_Exercise inputs_
'''

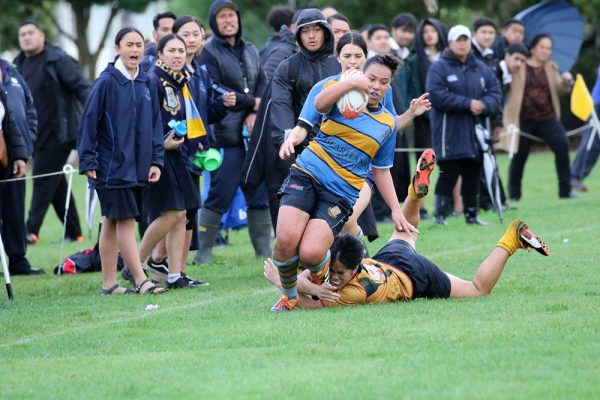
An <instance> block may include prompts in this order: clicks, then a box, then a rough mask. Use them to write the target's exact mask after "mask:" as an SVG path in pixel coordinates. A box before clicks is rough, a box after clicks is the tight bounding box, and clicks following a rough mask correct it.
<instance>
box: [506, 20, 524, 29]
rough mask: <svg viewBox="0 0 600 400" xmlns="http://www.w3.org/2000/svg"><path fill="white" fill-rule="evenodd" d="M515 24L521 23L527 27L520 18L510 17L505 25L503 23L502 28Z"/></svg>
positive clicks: (521, 23) (506, 27) (523, 26)
mask: <svg viewBox="0 0 600 400" xmlns="http://www.w3.org/2000/svg"><path fill="white" fill-rule="evenodd" d="M514 24H517V25H521V26H522V27H525V25H523V21H519V20H518V19H514V18H513V19H509V20H508V21H506V22H505V23H504V25H502V29H506V28H508V27H509V26H511V25H514Z"/></svg>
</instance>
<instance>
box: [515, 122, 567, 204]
mask: <svg viewBox="0 0 600 400" xmlns="http://www.w3.org/2000/svg"><path fill="white" fill-rule="evenodd" d="M521 130H522V131H523V132H525V133H528V134H530V135H534V136H537V137H539V138H541V139H544V141H545V142H546V143H547V144H548V147H550V150H552V151H553V152H554V164H555V167H556V174H557V175H558V194H559V196H560V197H568V196H569V193H570V192H571V185H570V183H569V179H570V172H569V142H568V141H567V134H566V133H565V129H564V128H563V126H562V125H561V123H560V122H559V121H558V120H557V119H556V118H550V119H546V120H544V121H532V120H527V119H524V120H521ZM531 143H532V140H531V139H528V138H526V137H524V136H521V137H520V139H519V151H518V152H517V154H515V155H514V157H513V159H512V161H511V163H510V170H509V180H508V188H509V189H508V193H509V196H510V198H511V199H514V200H519V199H520V198H521V181H522V180H523V169H524V168H525V162H527V157H528V156H529V149H530V148H531Z"/></svg>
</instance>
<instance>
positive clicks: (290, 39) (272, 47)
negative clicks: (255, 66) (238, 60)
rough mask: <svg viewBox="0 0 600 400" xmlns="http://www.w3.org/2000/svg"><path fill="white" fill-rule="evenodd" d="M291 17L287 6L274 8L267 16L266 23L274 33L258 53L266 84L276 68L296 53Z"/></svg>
mask: <svg viewBox="0 0 600 400" xmlns="http://www.w3.org/2000/svg"><path fill="white" fill-rule="evenodd" d="M293 16H294V10H292V9H291V8H290V7H288V6H274V7H273V8H271V10H270V11H269V14H268V15H267V23H268V24H269V25H271V27H272V28H273V30H274V31H275V34H273V35H272V36H271V37H269V40H267V41H266V42H265V44H264V46H263V47H262V49H260V53H259V54H260V64H261V65H262V69H263V73H264V75H265V78H266V80H267V82H268V81H270V80H271V79H272V78H273V74H274V73H275V70H276V69H277V66H279V64H281V62H282V61H283V60H285V59H286V58H288V57H289V56H291V55H292V54H294V53H295V52H296V51H298V48H297V46H296V36H295V35H294V31H293V30H292V29H291V28H293V26H292V25H293V22H292V18H293Z"/></svg>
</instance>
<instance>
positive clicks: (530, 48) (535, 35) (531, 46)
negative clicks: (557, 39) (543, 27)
mask: <svg viewBox="0 0 600 400" xmlns="http://www.w3.org/2000/svg"><path fill="white" fill-rule="evenodd" d="M542 39H548V40H550V42H551V43H552V38H551V37H550V35H548V34H547V33H539V34H537V35H535V36H534V37H533V39H531V42H529V51H531V49H533V48H534V47H535V46H537V45H538V43H539V42H540V40H542Z"/></svg>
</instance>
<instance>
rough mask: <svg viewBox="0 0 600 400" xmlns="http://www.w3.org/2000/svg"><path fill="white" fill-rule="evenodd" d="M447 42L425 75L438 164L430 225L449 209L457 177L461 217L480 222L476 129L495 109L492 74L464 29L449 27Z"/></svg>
mask: <svg viewBox="0 0 600 400" xmlns="http://www.w3.org/2000/svg"><path fill="white" fill-rule="evenodd" d="M448 42H449V47H448V49H446V50H444V52H443V53H442V56H441V58H440V60H439V61H438V62H435V63H433V64H432V66H431V68H430V69H429V72H428V74H427V91H428V92H429V96H430V99H431V106H432V108H431V115H430V120H431V138H432V143H433V149H434V150H435V153H436V154H437V157H438V158H437V160H438V165H439V167H440V177H439V179H438V181H437V184H436V187H435V195H436V199H435V219H436V223H438V224H441V225H444V224H445V221H444V220H445V218H446V216H448V215H449V213H450V212H451V203H452V190H453V188H454V185H455V183H456V181H457V179H458V176H459V175H462V184H461V196H462V200H463V203H464V206H465V211H464V213H465V221H466V222H467V223H468V224H478V225H482V224H484V223H483V222H482V221H480V220H479V219H478V218H477V213H478V210H479V176H480V174H481V170H482V156H481V148H480V146H479V144H478V141H477V138H476V132H477V131H481V130H483V129H485V128H487V129H488V130H489V122H488V121H487V120H488V117H489V116H490V115H493V114H494V113H497V112H498V111H499V110H500V102H501V97H502V95H501V92H500V84H499V83H498V79H496V77H495V76H494V73H493V72H492V71H491V70H490V69H489V68H488V67H487V66H486V65H485V64H484V63H483V62H482V61H481V60H478V59H477V58H476V57H475V56H474V55H473V53H472V51H471V31H470V30H469V28H467V27H466V26H464V25H456V26H454V27H452V29H450V31H449V33H448Z"/></svg>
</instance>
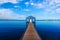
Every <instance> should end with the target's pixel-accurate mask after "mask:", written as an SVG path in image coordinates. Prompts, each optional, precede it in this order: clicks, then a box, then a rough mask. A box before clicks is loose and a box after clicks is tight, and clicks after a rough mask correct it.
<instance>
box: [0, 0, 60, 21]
mask: <svg viewBox="0 0 60 40" xmlns="http://www.w3.org/2000/svg"><path fill="white" fill-rule="evenodd" d="M30 15H32V16H34V17H36V19H38V20H41V19H60V0H0V19H15V20H24V19H25V18H26V17H27V16H30Z"/></svg>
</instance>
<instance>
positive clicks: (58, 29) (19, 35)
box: [0, 21, 60, 40]
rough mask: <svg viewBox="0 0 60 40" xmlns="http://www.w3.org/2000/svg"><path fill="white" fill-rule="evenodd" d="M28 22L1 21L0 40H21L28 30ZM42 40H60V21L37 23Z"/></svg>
mask: <svg viewBox="0 0 60 40" xmlns="http://www.w3.org/2000/svg"><path fill="white" fill-rule="evenodd" d="M26 28H27V27H26V21H0V40H19V39H20V38H22V36H23V34H24V32H25V30H26ZM35 28H36V30H37V32H38V34H39V36H40V37H41V39H42V40H60V21H36V26H35Z"/></svg>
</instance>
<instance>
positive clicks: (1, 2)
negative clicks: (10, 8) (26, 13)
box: [0, 0, 18, 4]
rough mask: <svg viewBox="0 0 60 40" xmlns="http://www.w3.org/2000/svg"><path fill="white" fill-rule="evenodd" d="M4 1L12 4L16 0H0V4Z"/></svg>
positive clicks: (14, 3) (1, 3) (4, 1)
mask: <svg viewBox="0 0 60 40" xmlns="http://www.w3.org/2000/svg"><path fill="white" fill-rule="evenodd" d="M6 2H11V3H13V4H16V3H18V2H17V0H0V4H3V3H6Z"/></svg>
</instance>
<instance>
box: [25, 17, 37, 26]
mask: <svg viewBox="0 0 60 40" xmlns="http://www.w3.org/2000/svg"><path fill="white" fill-rule="evenodd" d="M30 22H32V23H34V26H35V22H36V19H35V17H33V16H28V17H27V18H26V25H27V26H28V24H29V23H30Z"/></svg>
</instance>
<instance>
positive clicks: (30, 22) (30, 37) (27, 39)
mask: <svg viewBox="0 0 60 40" xmlns="http://www.w3.org/2000/svg"><path fill="white" fill-rule="evenodd" d="M22 40H41V38H40V37H39V35H38V33H37V31H36V29H35V27H34V24H33V23H32V22H30V23H29V24H28V27H27V29H26V31H25V33H24V36H23V37H22Z"/></svg>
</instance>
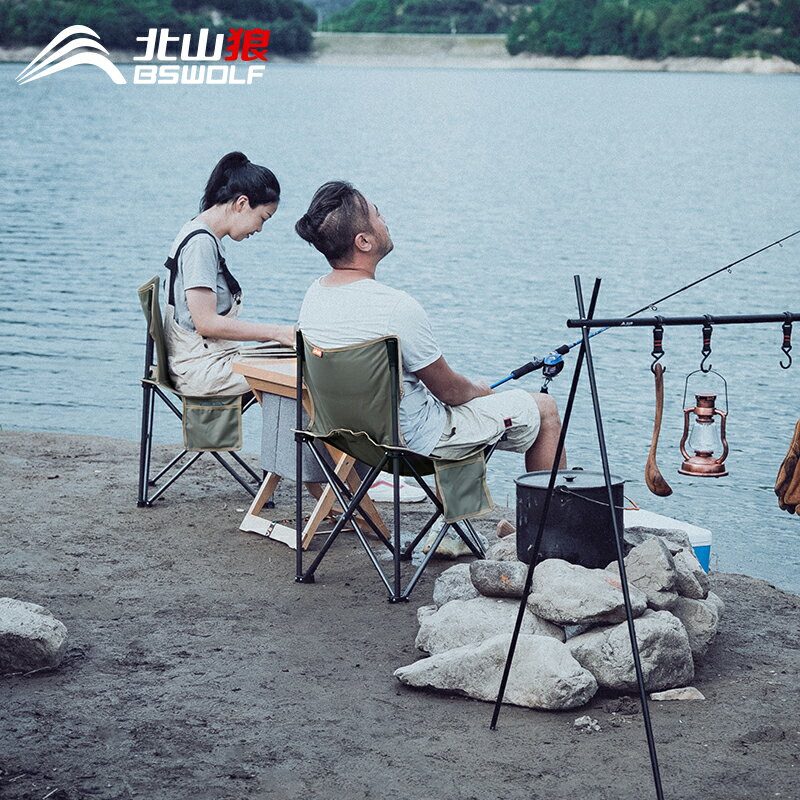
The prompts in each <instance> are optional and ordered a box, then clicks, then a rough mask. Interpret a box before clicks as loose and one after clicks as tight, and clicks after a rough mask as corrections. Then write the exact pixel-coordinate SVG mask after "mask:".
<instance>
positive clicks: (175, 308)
mask: <svg viewBox="0 0 800 800" xmlns="http://www.w3.org/2000/svg"><path fill="white" fill-rule="evenodd" d="M196 230H204V231H208V232H209V233H210V234H211V236H206V235H205V234H200V235H198V236H193V237H192V238H191V239H190V240H189V241H188V242H187V243H186V244H185V245H184V248H183V250H181V254H180V256H179V258H178V272H177V275H176V276H175V321H176V322H177V323H178V325H180V326H181V328H183V329H184V330H186V331H194V330H196V329H195V327H194V323H193V322H192V315H191V314H190V313H189V306H188V305H187V304H186V294H185V292H186V290H187V289H212V290H213V291H214V293H215V294H216V296H217V314H227V313H228V311H230V310H231V307H232V306H233V295H232V294H231V293H230V290H229V289H228V284H227V283H226V282H225V277H224V276H223V274H222V270H221V269H220V266H219V256H218V251H217V248H218V247H219V253H221V254H222V257H223V258H224V257H225V250H224V249H223V247H222V242H221V241H220V240H219V239H218V238H217V237H216V236H215V235H214V232H213V231H212V230H211V228H209V227H208V225H205V224H204V223H202V222H199V221H198V220H196V219H193V220H189V222H187V223H186V224H185V225H184V226H183V227H182V228H181V229H180V231H179V232H178V235H177V236H176V237H175V241H174V242H173V243H172V247H170V251H169V254H170V257H172V258H174V257H175V252H176V251H177V249H178V246H179V245H180V243H181V242H182V241H183V240H184V239H185V238H186V237H187V236H188V235H189V234H190V233H191V232H192V231H196ZM212 237H213V238H212ZM167 280H169V279H167Z"/></svg>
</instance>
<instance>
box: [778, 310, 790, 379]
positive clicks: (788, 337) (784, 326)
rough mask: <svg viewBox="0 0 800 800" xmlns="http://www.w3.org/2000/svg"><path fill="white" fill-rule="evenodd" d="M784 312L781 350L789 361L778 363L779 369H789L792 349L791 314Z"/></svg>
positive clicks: (788, 311) (785, 311) (780, 361)
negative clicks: (788, 359) (779, 365)
mask: <svg viewBox="0 0 800 800" xmlns="http://www.w3.org/2000/svg"><path fill="white" fill-rule="evenodd" d="M784 314H785V315H786V322H784V323H783V347H781V350H782V351H783V353H784V355H785V356H786V357H787V358H788V359H789V363H788V364H784V363H783V361H779V362H778V363H779V364H780V365H781V369H789V367H791V366H792V356H791V355H790V351H791V349H792V315H791V313H790V312H789V311H784Z"/></svg>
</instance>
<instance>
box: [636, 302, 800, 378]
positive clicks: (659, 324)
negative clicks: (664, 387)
mask: <svg viewBox="0 0 800 800" xmlns="http://www.w3.org/2000/svg"><path fill="white" fill-rule="evenodd" d="M655 319H656V325H654V326H653V349H652V351H651V352H650V355H651V356H653V363H652V364H651V365H650V372H652V373H653V375H655V374H656V364H657V363H658V362H659V361H660V360H661V359H662V358H663V357H664V347H663V346H662V343H663V341H664V326H663V325H662V324H661V321H662V319H663V317H659V316H657V317H656V318H655ZM790 358H791V356H790ZM663 369H664V372H666V371H667V369H666V367H664V368H663Z"/></svg>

'''

_Task requirements_
Without any pictures, reproduce the lines from the first one in the material through the line that has "negative clicks: (255, 66) (238, 60)", exactly as they appear.

_Solution for this exercise_
An <instance> block may include prompts in this order: clicks, then a box, then a rough mask. Use them to write the target's exact mask after "mask:" as an SVG path in pixel coordinates. A box before clicks is rough, a box after clicks is the tight bounding box, and clicks following a rough mask correct it.
<instance>
box: [506, 20, 524, 29]
rough mask: <svg viewBox="0 0 600 400" xmlns="http://www.w3.org/2000/svg"><path fill="white" fill-rule="evenodd" d="M515 24L521 23L527 27L520 18L510 17L505 25L503 23L502 28Z"/></svg>
positive clicks: (521, 23) (506, 27) (523, 26)
mask: <svg viewBox="0 0 600 400" xmlns="http://www.w3.org/2000/svg"><path fill="white" fill-rule="evenodd" d="M514 24H517V25H521V26H522V27H525V25H523V21H519V20H518V19H514V18H513V19H509V20H508V21H506V22H505V23H504V25H502V29H506V28H508V27H509V26H511V25H514Z"/></svg>
</instance>
<instance>
box: [515, 122, 567, 204]
mask: <svg viewBox="0 0 600 400" xmlns="http://www.w3.org/2000/svg"><path fill="white" fill-rule="evenodd" d="M521 130H522V131H523V132H525V133H528V134H530V135H534V136H537V137H539V138H541V139H544V141H545V142H546V143H547V144H548V147H550V150H552V151H553V152H554V164H555V167H556V174H557V175H558V194H559V196H560V197H568V196H569V193H570V192H571V185H570V183H569V179H570V172H569V142H568V141H567V134H566V133H565V129H564V128H563V126H562V125H561V123H560V122H559V121H558V120H557V119H556V118H550V119H546V120H544V121H532V120H527V119H524V120H521ZM531 143H532V140H531V139H528V138H526V137H524V136H521V137H520V139H519V151H518V152H517V154H515V155H514V157H513V159H512V161H511V163H510V170H509V180H508V188H509V189H508V193H509V196H510V198H511V199H514V200H519V199H520V198H521V181H522V180H523V169H524V168H525V162H527V157H528V156H529V149H530V148H531Z"/></svg>
</instance>
<instance>
positive clicks: (290, 39) (272, 47)
negative clicks: (255, 66) (238, 60)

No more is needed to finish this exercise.